§ Passage

□ □ □ □

Local 909er, a half hour video essay by multi-faceted artist Erin Baxter Blader is a stunning piece of work that explores the Inland Empire of Southen California. Baxter masterfully orchestrates the elements she has chosen: sun bleached video imagery, her narration that contrasts a stilted somewhat monotone with powerful impassioned content about what is happening to the region she calls home, several segments that utilize still photography in a way reminiscent of Chris Marker's La Jette and a sculpted soundtrack which repeatedly returns to sound of a radio being tuned.

"In the last three years more people have moved to the Inland Empire than anywhere else in the United States," Blader states in the film's narration. She moves through a series of short profiles of places like Upland where Blader lives. She contrasts a local County Fair festival in Upland that is barely attended with the synthesized old downtown Victoria Gardens Mall owned by the Lewis Corporation in Rancho Cucamonga.

□ □ □ □

§ Rows
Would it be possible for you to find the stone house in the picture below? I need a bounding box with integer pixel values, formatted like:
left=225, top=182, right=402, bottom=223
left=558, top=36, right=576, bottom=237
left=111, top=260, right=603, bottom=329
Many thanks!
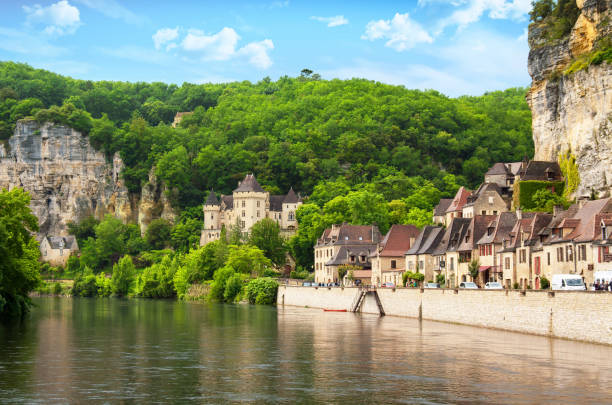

□ □ □ □

Transcribe the passage on Local 909er above word for word, between "Local 909er, a" and "radio being tuned.", inclusive.

§ Answer to this task
Local 909er, a half hour video essay by multi-faceted artist Erin Baxter Blader is a stunning piece of work that explores the Inland Empire of Southen California. Baxter masterfully orchestrates the elements she has chosen: sun bleached video imagery, her narration that contrasts a stilted somewhat monotone with powerful impassioned content about what is happening to the region she calls home, several segments that utilize still photography in a way reminiscent of Chris Marker's La Jette and a sculpted soundtrack which repeatedly returns to sound of a radio being tuned.